In definitiva, sommando la quota di chi è convinto di non riuscire a coprire tutte le uscite mensili (13%) con chi si ritiene in una condizione reddituale appena sufficiente per farlo (40%), ci si rende conto come – a proposito di percezione della realtà, cui fa riferimento Claudio Negro – oltre 1 italiano su 2 creda di non poter arrivare al mese successivo con tranquillità!
Un altro elemento interessante – almeno per chi, al contrario di Claudio Negro intenda affrontare la questione con il supporto di dati concreti, piuttosto che rifarsi a sensazioni e percezioni – è costituito dal fatto che, nel complesso, il disagio maggiore è percepito dalle c.d. , ovvero quelle famiglie composte da genitori e figli per un ordine di almeno tre generazioni, delle quali la mediana è chiamata a occuparsi di bambini e anziani allo stesso tempo. Il 74% di costoro riporta disagio economico, e addirittura un 41% degli stessi lamenta una diminuzione del reddito complessivo.
Appare, quindi, sin troppo evidente, come già l’esordio di Claudio Negro rappresenti il pietoso tentativo di negare una triste realtà; esaurientemente rappresentata, invece, dalle parole di Maurizio Landini.
Un secondo elemento è relativo all’importo del salario medio italiano. Negro sostiene che lo stesso, per il 2023, sia pari a 29.500 euro lordi annui.
Ora, a prescindere dal particolare che, parlare di salario “medio”, è poco indicativo ed aderente alla realtà – poiché lo stesso rappresenta il risultato della media aritmetica tra valori con rilevantissime differenze e sarebbe, quindi, più opportuno avere come riferimento il salario “mediano”, molto più aderente alla realtà (in quanto depurato dei valori estremi) – è solo il caso di precisare che, contrariamente a quanto sostenuto da Negro e in base ai report Istat e di Confindustria, aggiornati al 31 maggio 2023, lo stipendio medio in Italia si aggira tra i 22.500 euro lordi e i 28.500 euro.
In più, per ulteriore e più completa informazione, secondo i dati MEF 2023 il reddito medio annuale più elevato è quello del lavoro autonomo, pari a 60.520 euro all’anno, mentre quello medio dichiarato dagli imprenditori (sic!) è pari a 24.130 euro. La media dei redditi dichiarata, invece, dai lavoratori dipendenti è pari a euro 21.500 e quella dei pensionati, infine, ammonta a 18.990 euro annui.

» **Dati forniti**
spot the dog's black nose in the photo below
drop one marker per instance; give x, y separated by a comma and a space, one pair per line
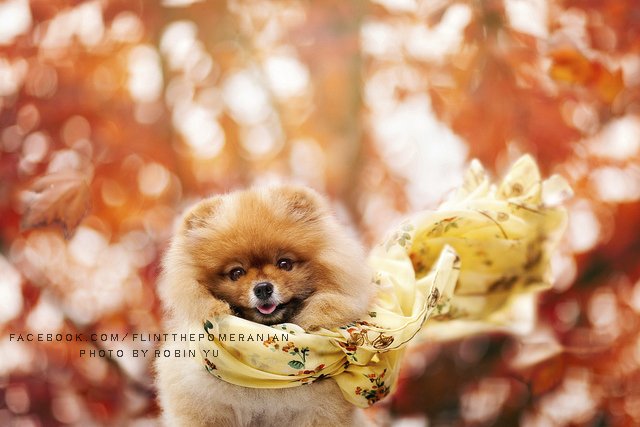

» **Il tuo compito**
Rispondi in base al brano sui redditi in Italia:
(a) Quale quota di persone è convinta di non riuscire a coprire tutte le uscite mensili?
(b) A quanto ammonta, secondo Negro, il salario medio italiano per il 2023?
(c) Secondo i dati MEF 2023, qual è il reddito medio annuo dei pensionati?
Il materiale è a sé stante e non fa parte del brano.

» **Risposta all'esercizio**
(a) Il 13%.
(b) 29.500 euro lordi annui.
(c) 18.990 euro annui.